If you want to get down with the new Zune player it's impossible not to notice the new Zune desktop software. Partly because your fresh-from-the-box second-gen Zune is disabled from playing any of its pre-bundled content until it's activated with this software, but mostly because there's not another piece of media playing software out there that anywhere near resembles the new Zune 2.0 desktop app.
This time around Microsoft's traded in the stack-filled content view from WMP11 / Urge-cum-Zune 1.0 for a much more list-oriented interface. We think it's a lot better. The ability able to sort by tracks you dislike is also good for quickly finding music you want remove from your Zune or library, although it'd still be better be preferable to delete it on the go so you don't have to think about doing that later. The layout is, for our money, far better than Zune 1.0, which was muddy and tried to do too much at once. The new Zune app is far simpler and easier, although in editing it down Microsoft left out some essentials, like ID3 tag editing. Frankly, the company would do well to consolidate its efforts and bundle its best of breed audio app with Windows boxes. There's just no reason to make people choose between WMP10 and Zune, especially with Urge dead and gone.
Wireless sync is a welcome addition, and definitely something we wish more portable media did, no doubt. You can't set it up without plugging in though, but the process was fairly painless, and the system supports almost all kinds of WiFi encryption. Just like turning wireless on and off, though, we wish it wasn't buried two menus deep.
Another new nicety is the now playing screen, which builds up a tiled background based from your album art. Zune Marketplace hasn't undergone too many changes, except that it's a little less visually overwhelming than before, making browsing a little easier. And instead of the semi-vague way Apple tags iTunes Plus tracks, just expecting everyone to know what that even means, DRM-free tracks in the Marketplace are simply marked MP3 -- a lot more to the point, and appreciated.
The other notable additions to the software tie into other new services: Podcasting and Zune Social. Podcasting is as simple as you'd expect: search for your podcast (or browse by topic / genre), then add it to your subscription list and download recent episodes. The only real issue we saw here was that this podcast directory was missing a lot of images, and plenty of shows aren't yet filled in. Of course, that will get better with time. As for the Zune Social integration with the desktop app, well, there isn't much. Microsoft obviously wants to make the Zune Social a web-based experience, so besides seeing incoming messages from other Zune users, everything is funneled to the Zune Social site.
The big story this week was that J Allard and his crew want to integrate Microsoft's device-centric services, like Xbox Live and Zune Social, into something a little more cohesive. If you've given Zune Social a shot and know a thing or two about Xbox Live, this won't surprise you at all. Zune Social is Xbox Live re-envisioned for a browser instead of a console, with music replacing games. Ok, maybe that doesn't sound very similar at all, but the touches are all over it. If you use the same Windows Live ID as your Xbox Live account, your Zune Social account will come pre-populated with your Xbox Live friends. And the same as Live, you can see what those friends are doing (in the form of recently listened to tracks), send messages, show off your favorite and recently listened to music, and so on.
━━━━
* TASK GOAL
Write the next portion of the Zune software review, starting after its final sentence. The material after this text comes from a separate source.

* SUPPLIED DATA
━━━━
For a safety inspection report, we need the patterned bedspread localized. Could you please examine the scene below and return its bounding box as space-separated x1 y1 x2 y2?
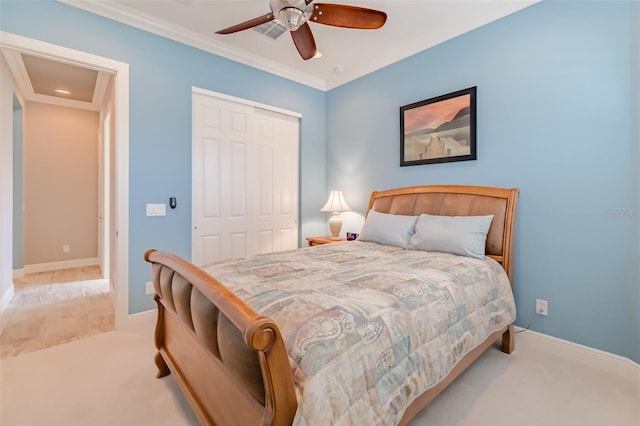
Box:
205 241 515 425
━━━━
* OUTPUT FOR THIS EXERCISE
It's not without issues, though. It's irritating that the one cross-platform aspect of the Zune experience -- the social music site -- works for crap in Firefox. (We didn't even try it in Safari or Konqueror or anything else.) The Flash interface loads all wonky like and the audio didn't always play. Also, when we listened to music on our device and synced back to the software, nothing changed over on our profile -- which was kind of the whole point of Zune Social, right? Oh, and what's with the fact that you can't actually use the word "Zune" in your user status?
Zune Social is a fine novelty and diversion, and might one day make a compelling extension to Zune -- especially when you can do things with Zune Social FROM your Zune device, and not just a desktop -- but for music nerds it just won't replace or even really expand on powerful discovery sites we like to use to find new artists, like RCRD LBL, Hype Machine, and Critical Metrics.
The market leader takes it from all sides, and this year's Zune fixes many of the problems the first Zune suffered -- meaning those waiting on the sidelines for the Zune to improve will want to take a second look. But in many regards, a lot of these upgrades -- like H.264 and MPEG-4 support -- could (and should) have been rolled out much sooner to make the first Zunes more attractive over the course of the last year. There just wasn't any need to make first-gen users wait for second-gen hardware to get something as basic as podcasting support. And given the ever-so-minor tweaks to the UI, we just get the general feeling of Zune 1.5 -- not 2.0. The statement we think they're trying to make, though, is that between the interface and hardware, which got decent (but not drastic) upgrades, and the overhauled and rewritten software, Microsoft is on track to what the Zune team probably originally envisioned for the product. The only problem? This product isn't ahead of the curve, and consumer expectations aren't the same as they were when the product launched last year. You don't get ahead by playing catch-up.
Granted, there are numerous things the Zune can do that the iPod can't -- just like the iPod does numerous things the Zune can't. (And don't even get us started about players like the View, which can be had for less than a Zune 8 or an 8GB iPod nano, yet has twice the capacity.) But we don't see the peripheral features on either side like WiFi song sharing or games as being key differentiators; as everyone and their mother (literally) gets a portable media device, it's becoming a matter of familiarity, and the fact is that statistically most people are familiar with using an iPod. The same familiarity that keeps the hordes of mainstream users from making any drastic changes to their technology habits will keep them from tossing in the iPod / iTunes towel so quickly.
What that means for Zune is that if Microsoft wants to take some chunks -- not chips -- out of Apple's market share, they're going to have to out-iPod the iPod. They have to come up with truly compelling reasons to change. Now it's not just about having a nano killer, it's about having a touch killer and an iPhone killer too, since those devices are selling like hotcakes and pumping up the iBrand. While we've got to give it to Microsoft for not losing vision on the Zune and doing their best to master the basics, the reality is that the vertically-integrated media player game is one Apple's been playing since 2001, and any competitor, be it MSFT, SanDisk, iriver, or whomever, are really going to have to pull out all the stops if they want to thin that lead. A game-changing device is not what we feel we've got in Zune 2.0.
So as we said before: same place, same time in late 2008? Bring your A-game, Zune, and we'll be ready.